-- WORK ITEM --
Transcribe all the records exactly and omit any images they hold.
........
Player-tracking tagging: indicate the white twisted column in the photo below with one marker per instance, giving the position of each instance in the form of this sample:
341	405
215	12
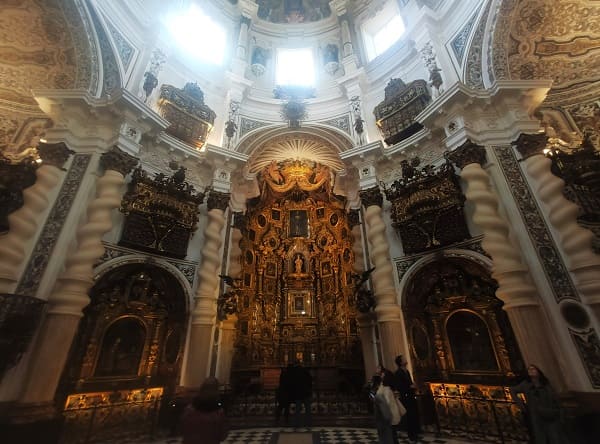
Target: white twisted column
387	310
366	324
25	221
205	301
515	287
574	240
70	294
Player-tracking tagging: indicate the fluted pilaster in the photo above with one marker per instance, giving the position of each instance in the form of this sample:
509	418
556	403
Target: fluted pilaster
25	221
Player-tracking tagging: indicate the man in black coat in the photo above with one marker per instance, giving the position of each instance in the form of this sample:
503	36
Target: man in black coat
301	393
405	386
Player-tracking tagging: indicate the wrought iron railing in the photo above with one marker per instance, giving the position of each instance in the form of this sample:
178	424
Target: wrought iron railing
478	412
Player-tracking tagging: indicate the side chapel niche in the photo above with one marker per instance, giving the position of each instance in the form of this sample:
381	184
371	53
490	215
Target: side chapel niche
295	300
132	333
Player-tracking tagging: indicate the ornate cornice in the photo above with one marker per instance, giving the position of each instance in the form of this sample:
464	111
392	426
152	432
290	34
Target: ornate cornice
371	196
55	154
466	154
118	160
239	220
531	144
218	200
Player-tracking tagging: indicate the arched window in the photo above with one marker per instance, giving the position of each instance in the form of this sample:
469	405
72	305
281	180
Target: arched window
122	348
470	343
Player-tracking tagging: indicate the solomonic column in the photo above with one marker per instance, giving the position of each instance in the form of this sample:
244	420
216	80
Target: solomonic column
574	241
25	222
515	287
387	309
205	302
70	294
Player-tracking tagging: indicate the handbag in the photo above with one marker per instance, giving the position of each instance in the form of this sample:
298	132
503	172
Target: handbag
401	408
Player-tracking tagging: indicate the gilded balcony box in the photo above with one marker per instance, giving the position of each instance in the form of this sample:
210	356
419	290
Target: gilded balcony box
191	120
395	116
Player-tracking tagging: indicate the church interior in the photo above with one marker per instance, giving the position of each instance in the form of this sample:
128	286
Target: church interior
221	188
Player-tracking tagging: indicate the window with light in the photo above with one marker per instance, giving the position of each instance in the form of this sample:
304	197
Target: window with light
295	67
382	31
189	30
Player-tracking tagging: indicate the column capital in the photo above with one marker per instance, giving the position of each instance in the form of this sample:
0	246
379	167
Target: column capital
218	200
117	160
371	196
339	6
466	154
531	144
55	154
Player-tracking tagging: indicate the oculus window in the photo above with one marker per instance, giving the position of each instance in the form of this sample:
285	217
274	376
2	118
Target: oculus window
295	67
382	31
189	30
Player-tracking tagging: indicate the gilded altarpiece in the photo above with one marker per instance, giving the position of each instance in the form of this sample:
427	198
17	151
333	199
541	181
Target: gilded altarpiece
126	357
296	303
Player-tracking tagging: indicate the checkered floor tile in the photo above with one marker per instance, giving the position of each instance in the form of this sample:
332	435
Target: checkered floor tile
320	435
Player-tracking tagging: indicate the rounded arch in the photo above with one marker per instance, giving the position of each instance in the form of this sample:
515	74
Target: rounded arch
111	265
477	258
121	347
470	341
320	143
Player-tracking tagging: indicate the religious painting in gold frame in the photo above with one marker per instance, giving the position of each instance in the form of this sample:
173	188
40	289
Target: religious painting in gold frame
299	303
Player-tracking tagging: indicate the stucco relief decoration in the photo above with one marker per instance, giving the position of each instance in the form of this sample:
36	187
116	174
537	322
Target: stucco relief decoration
549	40
36	50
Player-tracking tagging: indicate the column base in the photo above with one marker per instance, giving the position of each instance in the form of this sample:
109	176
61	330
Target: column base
30	423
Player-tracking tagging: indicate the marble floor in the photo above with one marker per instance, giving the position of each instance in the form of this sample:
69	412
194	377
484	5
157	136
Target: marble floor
314	435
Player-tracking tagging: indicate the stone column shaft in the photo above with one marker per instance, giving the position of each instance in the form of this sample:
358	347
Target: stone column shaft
70	294
388	311
574	241
25	222
205	303
515	287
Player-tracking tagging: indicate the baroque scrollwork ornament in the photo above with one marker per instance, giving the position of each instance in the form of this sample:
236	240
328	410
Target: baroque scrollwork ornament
466	154
118	160
371	196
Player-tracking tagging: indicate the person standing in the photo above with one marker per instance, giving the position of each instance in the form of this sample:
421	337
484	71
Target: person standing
541	407
383	414
204	420
405	386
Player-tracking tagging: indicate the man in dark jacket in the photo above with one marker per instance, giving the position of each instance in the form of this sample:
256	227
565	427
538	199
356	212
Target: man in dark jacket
301	393
404	385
........
-- WRITTEN ANSWER --
Player-tracking tagging: indicate the white twisted column in the photo below with one marker per instance, giving the position of each instance in the form of this sample:
341	405
215	12
Target: white twisted column
387	310
366	324
25	221
205	301
515	287
574	240
70	294
Player-tracking tagging: indicate the fluted pilaster in the photo above with one marker per instance, giving the position of each instance in the form of this sample:
509	418
556	403
Target: fluted pilaster
25	221
Player-tracking tagging: indicate the man in black coat in the photo above with one marker per instance, giving the position of each instance in the form of this sample:
503	36
Target: man in black coat
301	393
405	386
Player-tracking tagging: indicate the wrought iron railing in the photo above with one marker per instance, giving the position of each instance in the form of this sample:
178	424
Target: wrought iron railing
478	412
Player-tracking tagging: indicate the side chapel niche in the photo above with one marker per instance, giving the position of each instance in the form of this sample:
381	184
371	53
490	215
Target: side chapel niche
295	300
132	333
Player-tracking tagging: indicate the ornate cornice in the photo above with one marker per instance, giving the position of each instance in the form of this sample:
464	111
392	426
152	432
290	34
Target: ornate cornice
371	196
55	154
466	154
118	160
239	220
531	144
218	200
Player-tracking tagging: indicate the arched window in the photo above with one marker per instance, giving the position of each instance in the form of this sample:
469	405
72	305
281	180
Target: arched window
122	348
470	343
Player-tracking tagging: indicate the solomonic column in the photo above with one marker per instance, giving the position of each instance in the form of this sample:
244	420
216	80
Target: solomonic column
574	241
25	222
515	287
387	309
205	302
70	294
Player-tracking tagging: indicate the handbag in the photo above with one marker per instance, giving the position of each instance in the form of this sample:
298	132
503	172
Target: handbag
401	408
Player-tracking tagging: indicate the gilded balcony box in the photo above with one marker per instance, giving the position of each instance in the form of this sample:
210	356
419	290
Target: gilded balcony box
191	120
395	116
Player-tracking tagging: indicate the church interior in the photo above with one marker per instance, giving the position of each instance in the form of this sample:
128	286
Target: church interior
221	188
Player-tracking tagging: indicate the window with light in the photo above with one marker per instance, giving the position of each instance in the form of this sample:
304	197
Target: window with light
295	67
382	31
189	30
Player-tracking tagging: indicate the column capital in the photo above with one marker per instance, giving the position of each instance in the form of this sample:
0	246
379	167
Target: column capital
218	200
117	160
371	196
339	6
466	154
531	144
55	154
Player-tracking tagging: indicate the oculus window in the photo above with one marker per instance, giving the position of each instance in the form of this sample:
285	217
274	376
2	118
Target: oculus window
295	67
382	31
189	30
Player-tracking tagging: indicate the gilded altarpiece in the photo above with one marker per instance, giving the position of each instance in the form of this sample:
427	198
17	151
333	199
541	181
Target: gilded altarpiece
126	357
296	303
Player-tracking tagging: indicate the checkered floor tile in the photo above with one marker per instance, giving the position of each instance in the form of this sample:
332	435
Target: checkered floor tile
320	435
Player-tracking tagging: indicate the rounded arch in the photo above with one marker per instance, giving the position of each instance in the form of this sample:
515	74
Target: rounded arch
111	265
477	258
121	347
470	341
320	143
Player-tracking tagging: indicate the religious painting in gold frame in the photo above with one marker per instance, giving the position of each instance in the form of this sample:
173	188
40	289
Target: religious painting in gold frame
299	303
Player-tracking tagging: indicate the stucco relief decoration in the photo above with one marker per instance, giving the position of each instance in the form of this sample:
36	187
116	174
537	322
Target: stucco relief decoration
549	40
36	50
Player-tracking tagging: indicate the column base in the photo above with one marker per instance, giving the position of each instance in the form of this sample:
109	176
61	330
Target: column base
30	423
Player-tracking tagging: indicate the marble floor in the photo above with one marker per instance, giving the position of each instance in the form of this sample:
69	412
194	377
484	5
157	136
Target: marble floor
314	435
Player-tracking tagging: indicate the stone column shaft in the photo above with one marker per instance, giving the position of each instance in the form of this sample:
358	347
Target: stone column shaft
70	294
388	311
574	241
25	222
205	303
515	287
Player-tracking tagging: indicate the baroque scrollwork ornament in the photo above with one marker per instance, giving the position of each instance in the form of this sample:
236	240
328	410
Target: baroque scrollwork ornament
466	154
118	160
371	196
Player-tracking tagging: indicate the person standing in the photo above with one marker per instance, giving the position of each instance in the form of this sample:
421	337
484	71
Target: person standing
541	407
383	414
204	420
405	386
Player-tracking tagging: indicate the man in dark jacket in the photo above with one marker per instance, giving the position of each instance in the form of this sample:
256	227
565	427
538	199
356	212
Target: man in dark jacket
301	393
404	385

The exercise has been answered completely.